### WHAT YOU SHOULD DO
Pick out each line in the material below that contains the string "green", matching case exactly, and copy those lines.

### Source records
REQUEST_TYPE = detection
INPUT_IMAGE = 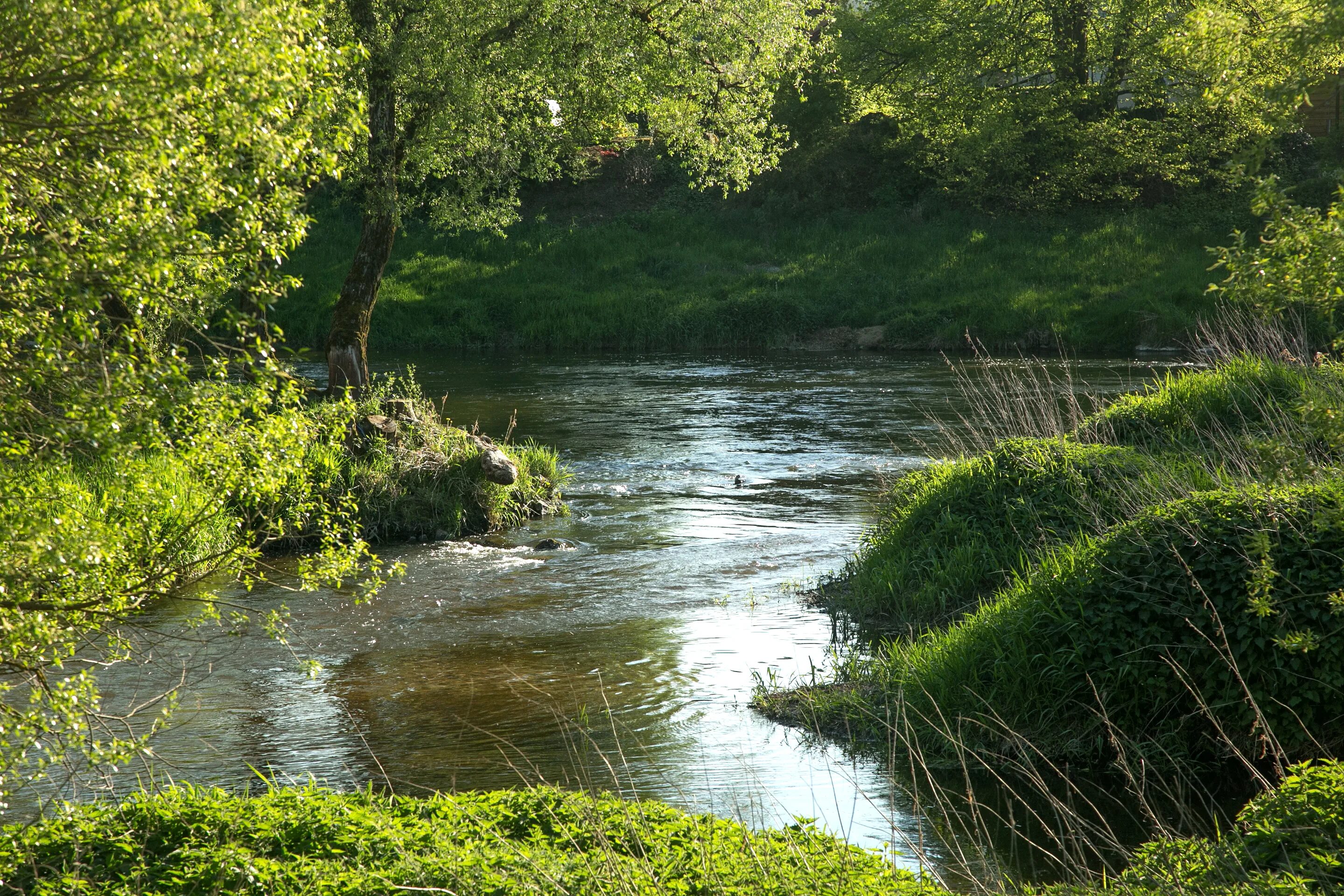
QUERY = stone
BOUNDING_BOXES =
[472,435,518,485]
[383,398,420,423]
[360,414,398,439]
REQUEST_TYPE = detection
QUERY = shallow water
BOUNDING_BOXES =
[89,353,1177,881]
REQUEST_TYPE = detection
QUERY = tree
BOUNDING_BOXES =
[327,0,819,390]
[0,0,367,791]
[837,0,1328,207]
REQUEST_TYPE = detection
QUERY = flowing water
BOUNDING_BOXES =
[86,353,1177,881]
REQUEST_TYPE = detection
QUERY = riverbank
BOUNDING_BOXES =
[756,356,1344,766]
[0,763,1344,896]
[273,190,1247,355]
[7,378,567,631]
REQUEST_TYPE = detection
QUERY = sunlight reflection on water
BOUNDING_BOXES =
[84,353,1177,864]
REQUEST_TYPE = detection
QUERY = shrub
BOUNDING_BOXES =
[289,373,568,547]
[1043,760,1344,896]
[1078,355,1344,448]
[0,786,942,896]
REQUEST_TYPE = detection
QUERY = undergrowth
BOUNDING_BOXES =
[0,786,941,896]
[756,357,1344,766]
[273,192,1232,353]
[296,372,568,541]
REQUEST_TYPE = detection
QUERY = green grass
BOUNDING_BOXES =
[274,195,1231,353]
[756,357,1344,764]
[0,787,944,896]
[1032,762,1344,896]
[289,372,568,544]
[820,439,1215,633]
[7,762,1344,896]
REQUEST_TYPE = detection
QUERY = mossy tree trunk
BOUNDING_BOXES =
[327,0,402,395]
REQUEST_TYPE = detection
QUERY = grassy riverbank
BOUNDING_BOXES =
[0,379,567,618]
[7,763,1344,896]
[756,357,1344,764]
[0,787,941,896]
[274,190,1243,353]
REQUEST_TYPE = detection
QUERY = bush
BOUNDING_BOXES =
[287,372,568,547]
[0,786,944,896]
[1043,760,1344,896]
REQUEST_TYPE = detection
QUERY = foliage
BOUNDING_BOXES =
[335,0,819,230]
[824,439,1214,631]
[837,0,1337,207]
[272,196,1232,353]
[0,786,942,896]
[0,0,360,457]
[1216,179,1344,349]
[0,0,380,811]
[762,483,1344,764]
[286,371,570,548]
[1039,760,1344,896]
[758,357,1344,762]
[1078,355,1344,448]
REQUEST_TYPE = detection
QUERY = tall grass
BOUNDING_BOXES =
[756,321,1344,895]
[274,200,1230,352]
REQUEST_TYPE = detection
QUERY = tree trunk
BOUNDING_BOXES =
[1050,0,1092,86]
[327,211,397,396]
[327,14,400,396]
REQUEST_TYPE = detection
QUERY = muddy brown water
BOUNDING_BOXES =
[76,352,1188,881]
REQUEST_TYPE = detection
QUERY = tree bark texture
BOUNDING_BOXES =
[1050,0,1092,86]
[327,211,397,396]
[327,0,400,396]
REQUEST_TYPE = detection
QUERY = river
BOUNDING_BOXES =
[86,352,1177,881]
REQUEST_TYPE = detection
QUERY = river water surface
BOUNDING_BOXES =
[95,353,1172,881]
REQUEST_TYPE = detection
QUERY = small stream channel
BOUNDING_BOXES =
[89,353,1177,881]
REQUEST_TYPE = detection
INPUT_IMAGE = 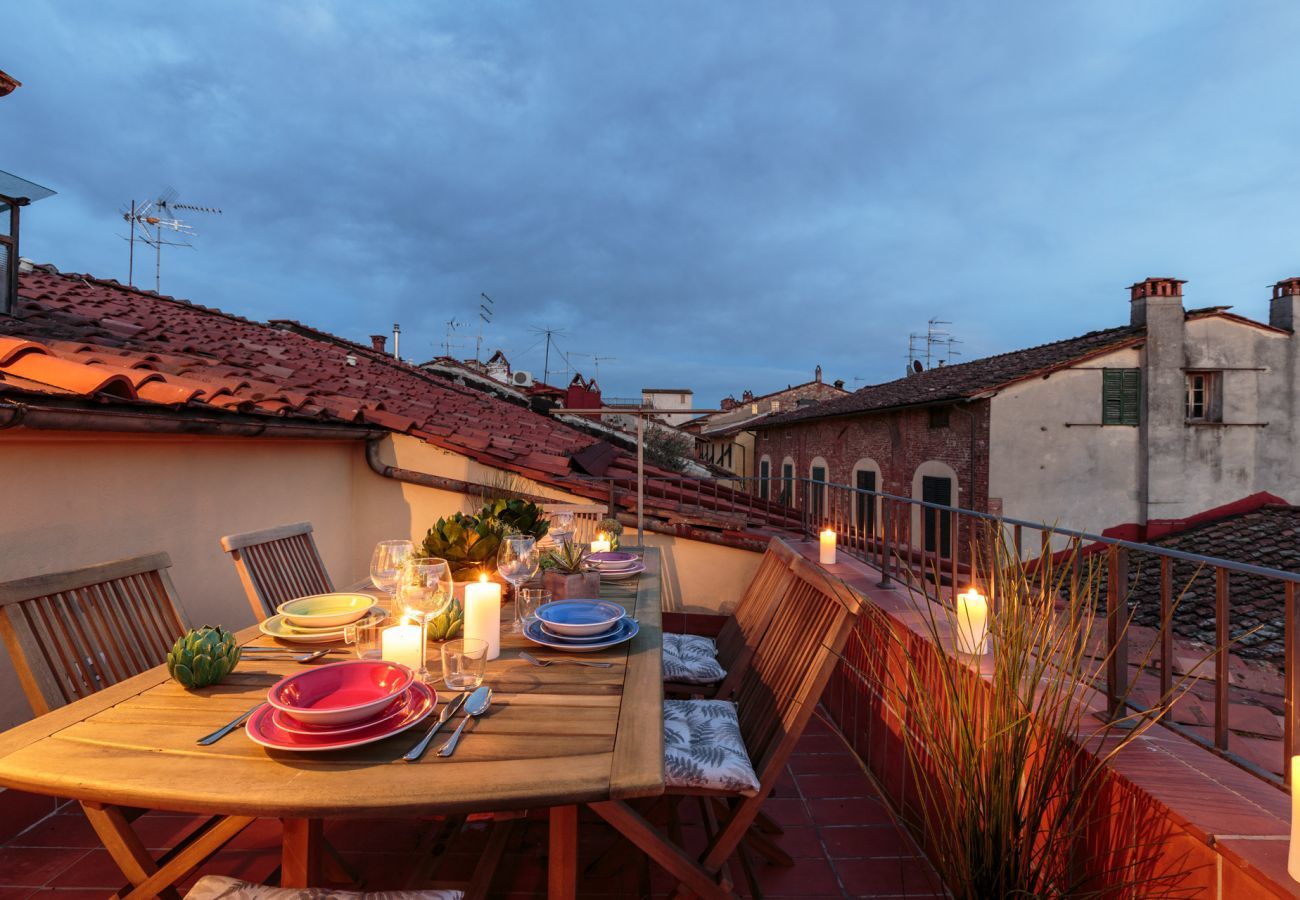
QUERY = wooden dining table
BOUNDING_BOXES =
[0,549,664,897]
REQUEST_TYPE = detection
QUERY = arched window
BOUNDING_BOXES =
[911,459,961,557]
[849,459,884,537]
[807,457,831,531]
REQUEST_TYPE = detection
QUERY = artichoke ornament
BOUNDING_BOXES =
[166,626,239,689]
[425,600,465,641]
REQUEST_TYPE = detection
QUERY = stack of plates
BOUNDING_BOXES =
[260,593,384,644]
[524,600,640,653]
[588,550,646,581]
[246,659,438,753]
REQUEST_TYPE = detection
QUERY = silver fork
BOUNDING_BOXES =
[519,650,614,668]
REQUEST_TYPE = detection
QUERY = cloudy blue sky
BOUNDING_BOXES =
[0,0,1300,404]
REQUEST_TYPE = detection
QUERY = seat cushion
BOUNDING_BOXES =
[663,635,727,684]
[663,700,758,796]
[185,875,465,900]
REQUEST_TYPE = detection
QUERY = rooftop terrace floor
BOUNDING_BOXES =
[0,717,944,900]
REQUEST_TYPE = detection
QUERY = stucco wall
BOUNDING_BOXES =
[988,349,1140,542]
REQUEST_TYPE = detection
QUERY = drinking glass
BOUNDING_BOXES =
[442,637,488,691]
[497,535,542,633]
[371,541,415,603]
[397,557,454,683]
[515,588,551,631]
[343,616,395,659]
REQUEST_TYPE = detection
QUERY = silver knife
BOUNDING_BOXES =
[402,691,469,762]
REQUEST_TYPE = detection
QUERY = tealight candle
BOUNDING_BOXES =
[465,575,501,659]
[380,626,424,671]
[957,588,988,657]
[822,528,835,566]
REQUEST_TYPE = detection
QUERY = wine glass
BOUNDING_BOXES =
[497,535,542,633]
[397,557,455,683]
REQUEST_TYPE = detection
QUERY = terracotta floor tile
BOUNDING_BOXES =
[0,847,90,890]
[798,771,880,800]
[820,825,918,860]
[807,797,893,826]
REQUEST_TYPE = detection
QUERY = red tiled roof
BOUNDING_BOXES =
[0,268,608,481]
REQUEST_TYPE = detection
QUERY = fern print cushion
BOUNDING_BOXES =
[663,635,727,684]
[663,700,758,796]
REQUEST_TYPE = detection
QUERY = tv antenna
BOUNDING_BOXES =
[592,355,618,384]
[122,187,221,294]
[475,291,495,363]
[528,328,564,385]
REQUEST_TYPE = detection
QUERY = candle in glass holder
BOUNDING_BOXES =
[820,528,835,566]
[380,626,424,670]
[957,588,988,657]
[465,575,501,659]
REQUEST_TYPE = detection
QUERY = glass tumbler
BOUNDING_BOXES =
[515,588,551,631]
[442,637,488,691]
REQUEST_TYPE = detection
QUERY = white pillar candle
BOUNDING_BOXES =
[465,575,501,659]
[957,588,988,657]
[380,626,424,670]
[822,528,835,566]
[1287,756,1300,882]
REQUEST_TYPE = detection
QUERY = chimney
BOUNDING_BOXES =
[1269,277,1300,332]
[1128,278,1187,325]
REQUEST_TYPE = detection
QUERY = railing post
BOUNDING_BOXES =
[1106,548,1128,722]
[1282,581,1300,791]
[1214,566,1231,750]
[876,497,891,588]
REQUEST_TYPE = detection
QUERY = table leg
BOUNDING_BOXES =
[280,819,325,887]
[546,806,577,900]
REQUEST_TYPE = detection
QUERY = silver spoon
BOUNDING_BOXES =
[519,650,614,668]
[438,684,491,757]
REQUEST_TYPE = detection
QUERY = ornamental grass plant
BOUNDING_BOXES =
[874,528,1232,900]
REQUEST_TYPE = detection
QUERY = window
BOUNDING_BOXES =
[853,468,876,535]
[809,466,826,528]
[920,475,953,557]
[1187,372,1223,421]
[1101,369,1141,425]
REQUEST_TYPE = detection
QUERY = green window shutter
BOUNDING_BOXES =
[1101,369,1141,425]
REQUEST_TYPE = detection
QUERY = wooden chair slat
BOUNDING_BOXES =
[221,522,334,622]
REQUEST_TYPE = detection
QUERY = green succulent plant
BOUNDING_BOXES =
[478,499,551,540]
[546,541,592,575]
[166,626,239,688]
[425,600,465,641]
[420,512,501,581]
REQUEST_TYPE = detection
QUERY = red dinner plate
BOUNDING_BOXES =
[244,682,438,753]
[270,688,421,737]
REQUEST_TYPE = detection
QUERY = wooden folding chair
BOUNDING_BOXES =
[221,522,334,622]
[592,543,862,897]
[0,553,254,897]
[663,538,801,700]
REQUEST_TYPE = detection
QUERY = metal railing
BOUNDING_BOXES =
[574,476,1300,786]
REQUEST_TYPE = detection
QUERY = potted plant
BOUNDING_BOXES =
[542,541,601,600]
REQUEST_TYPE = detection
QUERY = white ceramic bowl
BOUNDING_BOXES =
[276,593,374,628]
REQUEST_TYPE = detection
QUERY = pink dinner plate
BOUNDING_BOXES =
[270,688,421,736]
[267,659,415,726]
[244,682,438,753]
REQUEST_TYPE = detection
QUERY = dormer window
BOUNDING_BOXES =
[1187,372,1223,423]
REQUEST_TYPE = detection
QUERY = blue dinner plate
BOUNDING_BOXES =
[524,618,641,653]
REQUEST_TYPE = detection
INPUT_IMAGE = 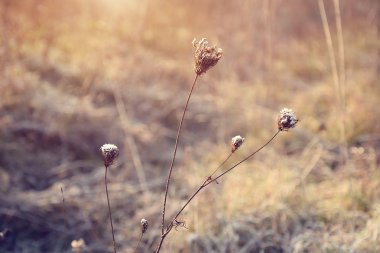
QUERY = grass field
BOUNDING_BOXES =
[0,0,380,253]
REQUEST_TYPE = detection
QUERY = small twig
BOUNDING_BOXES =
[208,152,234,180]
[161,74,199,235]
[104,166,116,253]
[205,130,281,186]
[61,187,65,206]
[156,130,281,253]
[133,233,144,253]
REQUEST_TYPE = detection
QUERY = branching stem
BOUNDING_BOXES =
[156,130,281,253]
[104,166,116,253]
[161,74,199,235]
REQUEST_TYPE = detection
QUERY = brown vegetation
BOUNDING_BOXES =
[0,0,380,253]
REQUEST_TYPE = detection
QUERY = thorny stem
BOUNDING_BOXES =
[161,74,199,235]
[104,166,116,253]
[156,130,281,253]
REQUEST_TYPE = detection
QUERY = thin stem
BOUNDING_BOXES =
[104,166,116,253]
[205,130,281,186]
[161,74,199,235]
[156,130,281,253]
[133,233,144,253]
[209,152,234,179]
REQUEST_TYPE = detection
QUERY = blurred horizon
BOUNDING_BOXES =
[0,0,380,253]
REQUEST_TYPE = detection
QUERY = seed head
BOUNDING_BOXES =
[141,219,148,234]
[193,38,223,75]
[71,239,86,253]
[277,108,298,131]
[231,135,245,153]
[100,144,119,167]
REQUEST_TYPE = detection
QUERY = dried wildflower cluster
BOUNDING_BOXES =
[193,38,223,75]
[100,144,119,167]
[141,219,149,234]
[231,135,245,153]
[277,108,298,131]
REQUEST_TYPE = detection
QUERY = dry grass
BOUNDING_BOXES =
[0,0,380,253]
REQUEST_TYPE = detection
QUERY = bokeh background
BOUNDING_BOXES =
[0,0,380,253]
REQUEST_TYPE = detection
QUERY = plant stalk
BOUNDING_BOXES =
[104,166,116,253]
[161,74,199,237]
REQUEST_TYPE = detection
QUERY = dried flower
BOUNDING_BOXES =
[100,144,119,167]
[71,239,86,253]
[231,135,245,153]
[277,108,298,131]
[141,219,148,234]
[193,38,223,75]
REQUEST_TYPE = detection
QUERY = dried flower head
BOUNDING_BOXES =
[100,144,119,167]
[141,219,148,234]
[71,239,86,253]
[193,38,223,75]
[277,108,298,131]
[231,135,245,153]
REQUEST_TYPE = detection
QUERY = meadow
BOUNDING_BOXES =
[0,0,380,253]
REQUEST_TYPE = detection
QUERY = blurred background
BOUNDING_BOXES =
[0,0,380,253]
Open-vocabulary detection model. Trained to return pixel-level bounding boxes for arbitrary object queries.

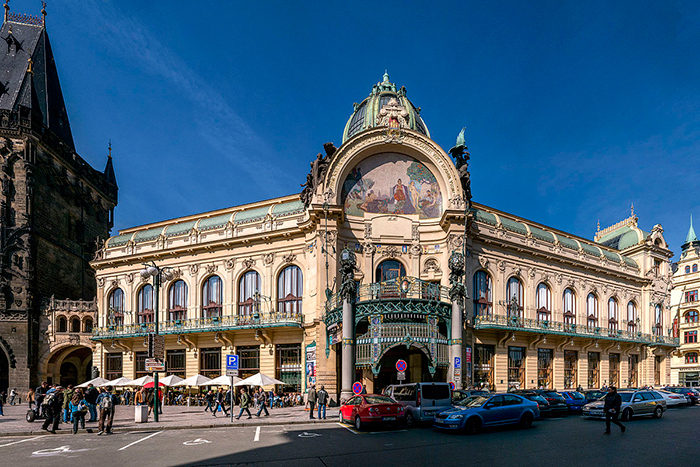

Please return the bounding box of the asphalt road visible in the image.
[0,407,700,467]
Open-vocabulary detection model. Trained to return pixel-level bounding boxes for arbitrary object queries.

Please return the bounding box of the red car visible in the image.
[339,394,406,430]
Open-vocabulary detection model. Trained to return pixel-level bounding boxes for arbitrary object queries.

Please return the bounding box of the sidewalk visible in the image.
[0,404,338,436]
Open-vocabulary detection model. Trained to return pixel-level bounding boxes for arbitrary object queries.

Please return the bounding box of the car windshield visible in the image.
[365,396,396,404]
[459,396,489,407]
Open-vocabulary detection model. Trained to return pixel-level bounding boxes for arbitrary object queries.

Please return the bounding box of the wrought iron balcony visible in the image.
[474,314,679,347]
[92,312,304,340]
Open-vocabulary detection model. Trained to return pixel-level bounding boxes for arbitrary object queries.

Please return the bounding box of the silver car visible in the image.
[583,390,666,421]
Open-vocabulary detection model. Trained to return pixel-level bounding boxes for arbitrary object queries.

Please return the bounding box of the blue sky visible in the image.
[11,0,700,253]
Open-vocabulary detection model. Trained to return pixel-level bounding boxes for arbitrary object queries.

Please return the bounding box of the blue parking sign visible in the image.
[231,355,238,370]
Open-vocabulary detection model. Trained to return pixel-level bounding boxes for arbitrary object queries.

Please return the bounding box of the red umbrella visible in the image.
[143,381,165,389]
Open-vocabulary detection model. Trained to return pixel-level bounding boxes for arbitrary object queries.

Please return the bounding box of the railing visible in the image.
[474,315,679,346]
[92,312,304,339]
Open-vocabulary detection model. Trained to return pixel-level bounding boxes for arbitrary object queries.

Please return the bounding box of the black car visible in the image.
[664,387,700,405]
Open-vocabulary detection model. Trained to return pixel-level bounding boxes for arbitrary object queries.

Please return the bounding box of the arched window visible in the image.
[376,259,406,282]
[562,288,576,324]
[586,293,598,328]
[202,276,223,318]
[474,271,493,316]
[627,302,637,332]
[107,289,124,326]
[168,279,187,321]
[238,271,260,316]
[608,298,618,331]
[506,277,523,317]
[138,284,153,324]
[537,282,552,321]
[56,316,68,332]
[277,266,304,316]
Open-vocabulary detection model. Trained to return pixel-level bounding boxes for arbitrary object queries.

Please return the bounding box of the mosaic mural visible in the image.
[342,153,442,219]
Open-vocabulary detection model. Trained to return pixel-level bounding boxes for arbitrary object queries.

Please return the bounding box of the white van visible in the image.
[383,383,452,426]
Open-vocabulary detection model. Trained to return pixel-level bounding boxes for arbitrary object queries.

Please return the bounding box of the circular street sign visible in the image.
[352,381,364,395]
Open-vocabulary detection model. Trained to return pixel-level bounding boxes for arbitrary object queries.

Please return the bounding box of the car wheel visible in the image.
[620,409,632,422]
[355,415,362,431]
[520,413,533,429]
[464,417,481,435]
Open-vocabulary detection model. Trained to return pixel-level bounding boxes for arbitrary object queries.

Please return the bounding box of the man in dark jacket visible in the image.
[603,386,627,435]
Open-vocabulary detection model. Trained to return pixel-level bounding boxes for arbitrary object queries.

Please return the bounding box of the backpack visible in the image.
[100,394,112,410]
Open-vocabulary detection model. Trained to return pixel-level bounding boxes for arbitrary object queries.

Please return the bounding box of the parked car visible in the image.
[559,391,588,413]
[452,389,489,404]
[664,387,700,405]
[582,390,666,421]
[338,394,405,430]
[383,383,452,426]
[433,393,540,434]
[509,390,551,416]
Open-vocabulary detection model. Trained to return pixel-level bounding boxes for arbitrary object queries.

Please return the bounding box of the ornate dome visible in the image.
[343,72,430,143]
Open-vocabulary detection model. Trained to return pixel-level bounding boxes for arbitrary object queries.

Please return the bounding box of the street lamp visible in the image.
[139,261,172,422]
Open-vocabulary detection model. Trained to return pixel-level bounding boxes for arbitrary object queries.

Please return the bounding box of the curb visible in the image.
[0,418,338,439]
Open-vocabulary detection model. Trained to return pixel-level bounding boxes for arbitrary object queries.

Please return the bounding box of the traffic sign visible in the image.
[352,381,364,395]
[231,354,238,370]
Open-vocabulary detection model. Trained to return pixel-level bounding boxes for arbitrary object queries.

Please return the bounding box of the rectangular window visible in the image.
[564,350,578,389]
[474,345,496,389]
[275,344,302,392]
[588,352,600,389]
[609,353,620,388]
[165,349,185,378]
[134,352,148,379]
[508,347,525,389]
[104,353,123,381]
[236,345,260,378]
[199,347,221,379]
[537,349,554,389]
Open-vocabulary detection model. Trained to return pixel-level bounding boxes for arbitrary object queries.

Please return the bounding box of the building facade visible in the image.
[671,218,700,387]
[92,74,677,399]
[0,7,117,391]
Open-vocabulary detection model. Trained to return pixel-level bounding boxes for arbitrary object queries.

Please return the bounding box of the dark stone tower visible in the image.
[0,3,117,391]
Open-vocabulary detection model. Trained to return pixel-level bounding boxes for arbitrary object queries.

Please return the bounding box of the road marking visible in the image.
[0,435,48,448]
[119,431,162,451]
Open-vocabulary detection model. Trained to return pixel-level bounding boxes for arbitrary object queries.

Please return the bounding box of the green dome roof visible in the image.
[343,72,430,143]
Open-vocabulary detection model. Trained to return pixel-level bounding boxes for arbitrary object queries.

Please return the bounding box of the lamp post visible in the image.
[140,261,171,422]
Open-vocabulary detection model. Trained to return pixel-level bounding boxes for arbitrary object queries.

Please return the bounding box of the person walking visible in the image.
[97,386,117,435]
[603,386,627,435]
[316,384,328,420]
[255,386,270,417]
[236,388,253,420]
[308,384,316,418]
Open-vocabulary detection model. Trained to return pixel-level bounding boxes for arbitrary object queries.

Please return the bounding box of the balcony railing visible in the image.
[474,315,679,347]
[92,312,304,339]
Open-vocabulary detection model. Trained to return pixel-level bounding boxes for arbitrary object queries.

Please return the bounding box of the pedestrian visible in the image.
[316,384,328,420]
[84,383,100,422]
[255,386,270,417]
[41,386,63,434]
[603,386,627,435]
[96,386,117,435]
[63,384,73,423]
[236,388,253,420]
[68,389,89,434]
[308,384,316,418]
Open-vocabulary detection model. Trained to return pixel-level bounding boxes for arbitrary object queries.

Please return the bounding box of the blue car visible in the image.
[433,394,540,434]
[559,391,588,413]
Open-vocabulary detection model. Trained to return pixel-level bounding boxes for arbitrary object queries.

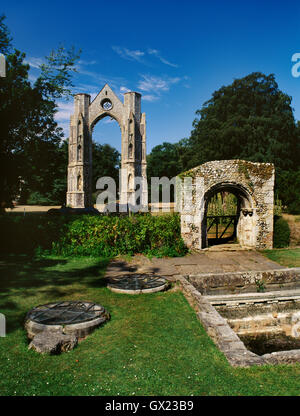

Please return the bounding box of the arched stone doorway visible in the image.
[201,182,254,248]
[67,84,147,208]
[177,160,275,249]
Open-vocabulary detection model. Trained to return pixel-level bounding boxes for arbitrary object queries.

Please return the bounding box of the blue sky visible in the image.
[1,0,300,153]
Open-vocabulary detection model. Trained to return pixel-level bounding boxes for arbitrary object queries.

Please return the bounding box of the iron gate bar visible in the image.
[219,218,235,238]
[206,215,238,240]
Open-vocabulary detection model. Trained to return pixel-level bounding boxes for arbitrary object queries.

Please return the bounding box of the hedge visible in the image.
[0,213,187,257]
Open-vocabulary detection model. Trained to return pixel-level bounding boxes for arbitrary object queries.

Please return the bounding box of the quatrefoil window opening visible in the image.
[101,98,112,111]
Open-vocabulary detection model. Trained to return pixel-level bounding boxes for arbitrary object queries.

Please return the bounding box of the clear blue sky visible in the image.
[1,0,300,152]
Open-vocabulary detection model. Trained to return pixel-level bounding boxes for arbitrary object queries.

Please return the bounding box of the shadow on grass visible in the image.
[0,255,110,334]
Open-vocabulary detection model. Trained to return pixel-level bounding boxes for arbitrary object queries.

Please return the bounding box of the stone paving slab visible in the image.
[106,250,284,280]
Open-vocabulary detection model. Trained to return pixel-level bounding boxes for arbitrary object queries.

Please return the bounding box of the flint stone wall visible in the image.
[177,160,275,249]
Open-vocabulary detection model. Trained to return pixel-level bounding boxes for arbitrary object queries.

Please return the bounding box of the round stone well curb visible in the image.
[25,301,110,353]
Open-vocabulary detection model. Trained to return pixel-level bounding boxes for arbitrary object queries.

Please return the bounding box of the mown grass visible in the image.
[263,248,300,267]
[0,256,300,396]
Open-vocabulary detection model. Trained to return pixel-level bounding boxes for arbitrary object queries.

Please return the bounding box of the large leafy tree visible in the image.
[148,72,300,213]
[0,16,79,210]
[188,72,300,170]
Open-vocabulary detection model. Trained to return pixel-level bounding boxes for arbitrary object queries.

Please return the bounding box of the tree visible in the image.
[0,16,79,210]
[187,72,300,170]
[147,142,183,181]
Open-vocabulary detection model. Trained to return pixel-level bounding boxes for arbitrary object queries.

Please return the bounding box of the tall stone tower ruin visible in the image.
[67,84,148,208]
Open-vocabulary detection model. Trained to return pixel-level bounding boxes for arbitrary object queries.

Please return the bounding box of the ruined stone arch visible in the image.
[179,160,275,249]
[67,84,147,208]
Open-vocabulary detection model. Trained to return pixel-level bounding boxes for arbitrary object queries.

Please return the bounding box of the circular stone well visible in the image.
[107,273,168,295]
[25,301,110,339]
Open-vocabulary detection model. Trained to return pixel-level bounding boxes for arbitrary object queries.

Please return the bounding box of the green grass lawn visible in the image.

### RESPONSE FOR THIS EXERCISE
QUERY = green grass
QUERY = green window shutter
QUERY = green succulent plant
Please return the bounding box of the green dome roof visible in the image.
Please return the bounding box of the green grass lawn visible in the image.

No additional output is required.